(EXERCISE OBJECTIVE)
Scan the lines below; pull out those with "woman".

(EXERCISE MATERIALS)
---
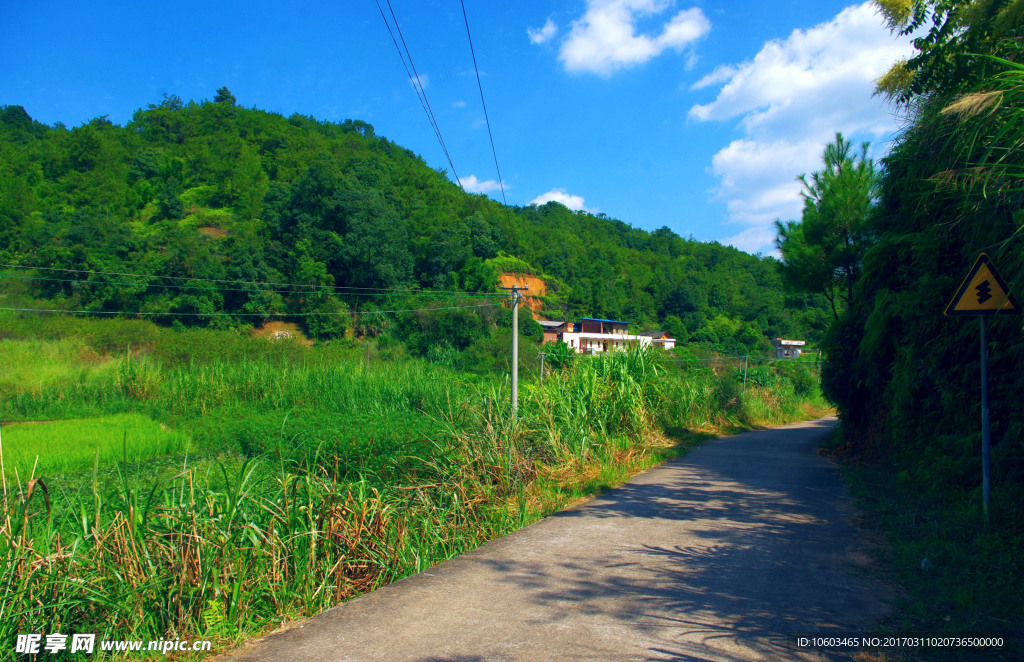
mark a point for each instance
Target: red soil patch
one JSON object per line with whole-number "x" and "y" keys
{"x": 536, "y": 286}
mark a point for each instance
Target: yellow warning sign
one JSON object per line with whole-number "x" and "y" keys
{"x": 983, "y": 292}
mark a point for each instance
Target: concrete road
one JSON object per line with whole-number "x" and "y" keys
{"x": 716, "y": 555}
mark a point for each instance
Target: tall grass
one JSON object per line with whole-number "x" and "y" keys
{"x": 356, "y": 477}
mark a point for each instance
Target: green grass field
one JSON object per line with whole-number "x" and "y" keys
{"x": 61, "y": 447}
{"x": 309, "y": 477}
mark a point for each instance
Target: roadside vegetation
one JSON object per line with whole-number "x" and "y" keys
{"x": 230, "y": 494}
{"x": 889, "y": 245}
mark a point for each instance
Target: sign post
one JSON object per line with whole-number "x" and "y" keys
{"x": 983, "y": 293}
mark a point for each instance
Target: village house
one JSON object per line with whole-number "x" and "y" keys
{"x": 787, "y": 348}
{"x": 660, "y": 339}
{"x": 593, "y": 335}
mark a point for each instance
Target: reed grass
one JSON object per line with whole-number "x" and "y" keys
{"x": 354, "y": 477}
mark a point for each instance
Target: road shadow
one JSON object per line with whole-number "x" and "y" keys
{"x": 752, "y": 543}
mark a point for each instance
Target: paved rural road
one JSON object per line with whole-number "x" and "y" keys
{"x": 716, "y": 555}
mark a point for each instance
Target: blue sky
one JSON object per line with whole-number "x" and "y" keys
{"x": 695, "y": 116}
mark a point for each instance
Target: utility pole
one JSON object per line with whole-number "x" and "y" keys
{"x": 515, "y": 346}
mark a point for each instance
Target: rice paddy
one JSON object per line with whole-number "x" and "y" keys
{"x": 216, "y": 498}
{"x": 59, "y": 447}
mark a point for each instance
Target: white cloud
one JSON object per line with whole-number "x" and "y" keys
{"x": 605, "y": 38}
{"x": 559, "y": 195}
{"x": 791, "y": 99}
{"x": 541, "y": 35}
{"x": 755, "y": 240}
{"x": 472, "y": 184}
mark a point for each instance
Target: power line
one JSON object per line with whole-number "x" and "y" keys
{"x": 414, "y": 78}
{"x": 421, "y": 293}
{"x": 244, "y": 315}
{"x": 338, "y": 288}
{"x": 486, "y": 119}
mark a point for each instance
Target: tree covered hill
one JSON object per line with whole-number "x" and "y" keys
{"x": 201, "y": 192}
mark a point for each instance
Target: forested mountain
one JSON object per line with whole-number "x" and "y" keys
{"x": 201, "y": 192}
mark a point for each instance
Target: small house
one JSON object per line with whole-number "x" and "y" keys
{"x": 659, "y": 339}
{"x": 787, "y": 348}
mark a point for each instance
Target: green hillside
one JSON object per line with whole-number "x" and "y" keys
{"x": 190, "y": 194}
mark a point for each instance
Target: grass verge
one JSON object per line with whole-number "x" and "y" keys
{"x": 957, "y": 576}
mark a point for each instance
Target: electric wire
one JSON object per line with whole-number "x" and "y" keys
{"x": 421, "y": 293}
{"x": 414, "y": 77}
{"x": 341, "y": 289}
{"x": 486, "y": 119}
{"x": 244, "y": 315}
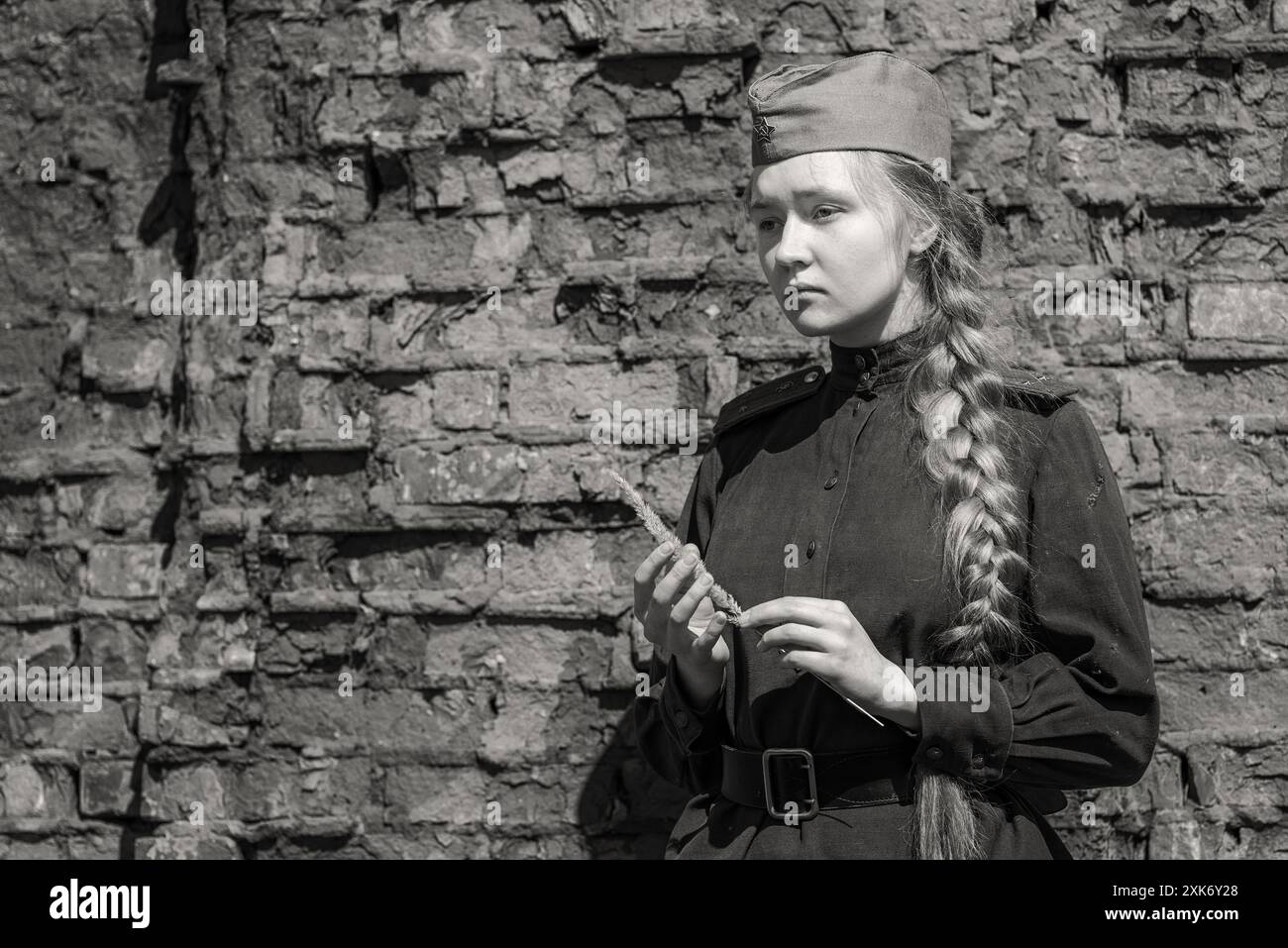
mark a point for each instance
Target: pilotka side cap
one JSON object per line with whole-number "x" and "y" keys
{"x": 875, "y": 101}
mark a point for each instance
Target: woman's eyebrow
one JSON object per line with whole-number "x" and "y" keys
{"x": 806, "y": 192}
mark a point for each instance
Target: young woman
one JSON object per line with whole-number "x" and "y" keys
{"x": 943, "y": 623}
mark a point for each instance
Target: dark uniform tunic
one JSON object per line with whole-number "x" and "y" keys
{"x": 820, "y": 460}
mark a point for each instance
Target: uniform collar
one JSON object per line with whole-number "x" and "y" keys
{"x": 861, "y": 369}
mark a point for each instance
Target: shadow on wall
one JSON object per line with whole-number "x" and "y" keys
{"x": 625, "y": 809}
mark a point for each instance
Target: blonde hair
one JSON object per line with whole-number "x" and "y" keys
{"x": 953, "y": 393}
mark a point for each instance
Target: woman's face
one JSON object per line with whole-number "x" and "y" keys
{"x": 812, "y": 228}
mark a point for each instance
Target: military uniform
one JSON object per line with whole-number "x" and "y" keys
{"x": 807, "y": 488}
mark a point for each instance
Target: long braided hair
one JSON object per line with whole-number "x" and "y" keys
{"x": 953, "y": 391}
{"x": 953, "y": 394}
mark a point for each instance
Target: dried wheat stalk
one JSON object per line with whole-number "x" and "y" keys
{"x": 662, "y": 535}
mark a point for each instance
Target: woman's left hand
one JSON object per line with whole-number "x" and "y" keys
{"x": 823, "y": 636}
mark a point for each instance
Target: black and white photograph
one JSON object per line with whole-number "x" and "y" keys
{"x": 583, "y": 430}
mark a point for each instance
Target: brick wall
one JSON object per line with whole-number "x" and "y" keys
{"x": 355, "y": 574}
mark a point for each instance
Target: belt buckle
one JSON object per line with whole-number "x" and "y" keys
{"x": 769, "y": 790}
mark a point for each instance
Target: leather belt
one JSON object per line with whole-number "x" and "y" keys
{"x": 786, "y": 781}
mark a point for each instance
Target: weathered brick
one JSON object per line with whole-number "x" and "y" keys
{"x": 128, "y": 571}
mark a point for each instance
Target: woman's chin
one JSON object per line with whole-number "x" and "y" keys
{"x": 811, "y": 324}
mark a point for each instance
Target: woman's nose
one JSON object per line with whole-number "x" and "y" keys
{"x": 793, "y": 247}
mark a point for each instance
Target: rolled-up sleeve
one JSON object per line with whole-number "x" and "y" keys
{"x": 1082, "y": 711}
{"x": 678, "y": 738}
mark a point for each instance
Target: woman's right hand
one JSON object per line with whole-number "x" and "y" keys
{"x": 666, "y": 605}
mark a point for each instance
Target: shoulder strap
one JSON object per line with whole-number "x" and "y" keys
{"x": 769, "y": 397}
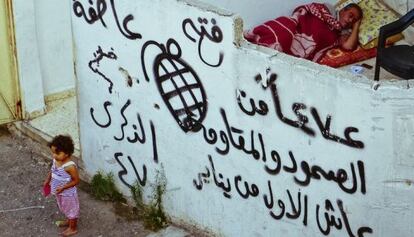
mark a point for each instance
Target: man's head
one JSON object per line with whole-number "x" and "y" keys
{"x": 350, "y": 14}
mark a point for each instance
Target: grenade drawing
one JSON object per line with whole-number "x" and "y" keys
{"x": 179, "y": 86}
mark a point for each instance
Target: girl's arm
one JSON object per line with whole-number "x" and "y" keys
{"x": 73, "y": 172}
{"x": 351, "y": 42}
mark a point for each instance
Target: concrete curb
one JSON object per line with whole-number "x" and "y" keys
{"x": 24, "y": 129}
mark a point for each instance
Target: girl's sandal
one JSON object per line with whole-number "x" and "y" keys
{"x": 62, "y": 223}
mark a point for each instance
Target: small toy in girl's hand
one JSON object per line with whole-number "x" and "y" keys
{"x": 46, "y": 190}
{"x": 356, "y": 69}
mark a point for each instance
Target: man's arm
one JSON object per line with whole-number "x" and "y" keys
{"x": 351, "y": 42}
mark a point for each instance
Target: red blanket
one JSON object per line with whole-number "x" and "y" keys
{"x": 308, "y": 33}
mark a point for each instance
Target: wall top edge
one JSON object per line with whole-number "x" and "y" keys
{"x": 313, "y": 68}
{"x": 208, "y": 7}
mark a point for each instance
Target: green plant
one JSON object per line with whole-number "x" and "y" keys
{"x": 103, "y": 188}
{"x": 152, "y": 214}
{"x": 137, "y": 193}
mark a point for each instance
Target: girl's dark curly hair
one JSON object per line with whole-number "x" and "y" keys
{"x": 62, "y": 143}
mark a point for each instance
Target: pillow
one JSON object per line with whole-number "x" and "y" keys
{"x": 337, "y": 57}
{"x": 342, "y": 3}
{"x": 375, "y": 16}
{"x": 390, "y": 40}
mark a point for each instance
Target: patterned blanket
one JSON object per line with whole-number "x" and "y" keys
{"x": 308, "y": 33}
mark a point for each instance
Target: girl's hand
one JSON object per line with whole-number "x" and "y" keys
{"x": 59, "y": 190}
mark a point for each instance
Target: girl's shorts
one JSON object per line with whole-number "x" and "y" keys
{"x": 69, "y": 205}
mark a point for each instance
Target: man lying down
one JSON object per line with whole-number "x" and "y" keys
{"x": 310, "y": 31}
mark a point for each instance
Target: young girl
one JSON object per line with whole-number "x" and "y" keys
{"x": 63, "y": 178}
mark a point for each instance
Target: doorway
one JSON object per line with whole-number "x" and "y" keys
{"x": 10, "y": 105}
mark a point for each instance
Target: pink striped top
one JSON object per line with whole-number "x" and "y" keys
{"x": 60, "y": 177}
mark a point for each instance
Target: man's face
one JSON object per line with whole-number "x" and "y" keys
{"x": 348, "y": 17}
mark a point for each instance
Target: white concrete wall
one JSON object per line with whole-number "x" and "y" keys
{"x": 323, "y": 153}
{"x": 54, "y": 38}
{"x": 44, "y": 51}
{"x": 28, "y": 64}
{"x": 257, "y": 12}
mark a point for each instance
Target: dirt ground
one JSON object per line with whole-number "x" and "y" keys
{"x": 25, "y": 212}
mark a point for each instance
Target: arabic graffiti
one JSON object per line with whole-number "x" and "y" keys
{"x": 301, "y": 119}
{"x": 132, "y": 132}
{"x": 180, "y": 88}
{"x": 95, "y": 63}
{"x": 290, "y": 208}
{"x": 216, "y": 36}
{"x": 97, "y": 12}
{"x": 234, "y": 137}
---
(TASK SOLUTION)
Target: woman's eyebrow
Target: young woman
Target: woman's face
Target: woman's left hand
Target: woman's chin
Target: woman's nose
Target: woman's right hand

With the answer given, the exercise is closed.